··· TEXT BLOCK

It is also where drugs enter the Reservation --brought in by the back roads that are a web in the hills and creeks, connecting one hidden place to another. The FBI frequently roam the six streets --at night with their high beam and search lights piercing an unimaginable depth of dark. The coyotes run like wolves in packs around and through town, looking for the small and lost and weak. Life is precious. And dangerous. And wild.

And when a storm hits, life is isolated --on its own.

The Episcopal Church has had a presence in Cherry Creek for a very long time. The first church, a wooden structure on the outskirts of town, burned down about 15 years ago. That is when the cement brick structure that was the parish hall that served as the largest gathering place for the whole town began to serve as the church. Since then, a large community hall has been built at the other end of the road. It is three times the size of the church building, and can actually hold the community for funerals and mid-winter powwows.

The cement block once parish hall --now church building has a wood stove and electric lights.... So, in the extreme weather, we can bring the temperature up inside the building to about 40 degrees. If we are lucky, and if you stand by the stove. Somebody goes down the night before, builds a fire, comes back and re-stokes it for the night, and then again early in the morning. I take some portable propane heaters and set them up in the opposite corner of the room from the wood stove --behind the altar. I wear my good-to-twenty-below-boots so I don't freeze. I usually put my stole over my winter jacket and do much of the service with my gloves on.

And I love it. The children love to sing, and always have a song for us. The little ones run and jump during the service, and remind me what it important, and to do that and only that. The elders are patient and thankful --their life time of losses either discarded because they are too tired to carry them, or evident in their shoulders --burdens of love.

There is never any confusion about eating the Bread of Life --hand after hand after hand arrayed in eagerness --laughter and encouragement when a child wants more.

I always come face to face with the risen Christ when I am in Cherry Creek. Always.

At prayer this morning (beginning at Mark 9:2)

······

▶ **WHAT TO WORK ON**:
A - In the Cherry Creek reflection, why did the cement block parish hall begin serving as the church building?
B - According to the Cherry Creek reflection, about how warm can the church building be made inside during extreme weather?
C - Continue the Cherry Creek reflection from its last line.

··· DATASET

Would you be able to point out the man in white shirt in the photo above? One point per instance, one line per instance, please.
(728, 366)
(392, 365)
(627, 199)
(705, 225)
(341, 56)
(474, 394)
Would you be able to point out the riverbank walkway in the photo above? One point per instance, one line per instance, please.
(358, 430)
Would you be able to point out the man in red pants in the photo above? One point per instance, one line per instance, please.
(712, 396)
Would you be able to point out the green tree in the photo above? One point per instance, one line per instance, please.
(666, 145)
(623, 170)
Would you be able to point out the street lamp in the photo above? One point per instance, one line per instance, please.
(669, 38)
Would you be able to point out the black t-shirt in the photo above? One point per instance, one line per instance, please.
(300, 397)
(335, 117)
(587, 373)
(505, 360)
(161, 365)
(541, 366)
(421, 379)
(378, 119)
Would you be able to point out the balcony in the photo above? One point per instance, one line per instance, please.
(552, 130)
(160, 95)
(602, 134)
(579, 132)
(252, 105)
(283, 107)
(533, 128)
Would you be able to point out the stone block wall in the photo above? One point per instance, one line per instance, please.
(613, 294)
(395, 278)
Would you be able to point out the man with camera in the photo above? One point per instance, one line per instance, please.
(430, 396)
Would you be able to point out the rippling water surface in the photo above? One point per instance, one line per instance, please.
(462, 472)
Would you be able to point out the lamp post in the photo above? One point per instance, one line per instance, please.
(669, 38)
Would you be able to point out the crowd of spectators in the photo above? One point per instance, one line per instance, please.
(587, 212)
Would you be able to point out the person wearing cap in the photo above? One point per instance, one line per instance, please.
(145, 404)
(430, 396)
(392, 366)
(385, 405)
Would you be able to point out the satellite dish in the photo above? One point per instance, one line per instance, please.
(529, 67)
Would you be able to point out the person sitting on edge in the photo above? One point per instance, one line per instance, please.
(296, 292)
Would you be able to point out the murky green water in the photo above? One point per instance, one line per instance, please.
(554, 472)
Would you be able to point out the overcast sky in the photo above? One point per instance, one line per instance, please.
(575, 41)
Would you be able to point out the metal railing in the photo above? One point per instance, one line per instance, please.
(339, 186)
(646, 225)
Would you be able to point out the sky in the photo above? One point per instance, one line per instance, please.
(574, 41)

······

▶ **RESULTS OF THE TASKS**:
A - The first church, a wooden structure on the outskirts of town, burned down about 15 years ago. From then on, the cement block building that had been the parish hall, and the town's largest gathering place, was used as the church.

B - About 40 degrees.

C -
Six days later, Jesus took with him Peter and James and John, and led them up a high mountain apart, by themselves. And he was transfigured before them, and his clothes became dazzling white, such as no one on earth could bleach them. And there appeared to them Elijah with Moses, who were talking with Jesus.

Then Peter said to Jesus, “Rabbi, it is good for us to be here; let us make three dwellings, one for you, one for Moses, and one for Elijah.” He did not know what to say, for they were terrified.

Then a cloud overshadowed them, and from the cloud there came a voice, “This is my Son, the Beloved; listen to him!” Suddenly when they looked around, they saw no one with them any more, but only Jesus.
He did not know what to say, for they were terrified.... I resemble that remark. More often than I care to count here. But, I have the --I don't know what to call it --faith (?) to know that every where I look, there is "only Jesus." Only. Jesus. In the wildness, in the horses, in the children, in the ghosts, in the coyotes --and given the chance and a little patience, probably in the FBI agents as well...

And, God willing, in the snow and wind.

Amen.

3 comments:

Grandmère Mimi said...

they saw no one with them any more, but only Jesus.

Now that's the way to see. How I wish I always saw that way. It's easy to forget.

Lovely post, margaret, weather and all. I hope the snow that's needed so much comes soon.

it's margaret said...

Only Jesus, Grandmere --I would say you are one that CAN do that... and it is easy to forget.

I love this reading... and we do it this Sunday too!

Anonymous said...

I love reading your words Margaret. It keeps me close to the reservation. You are such a blessing for the people.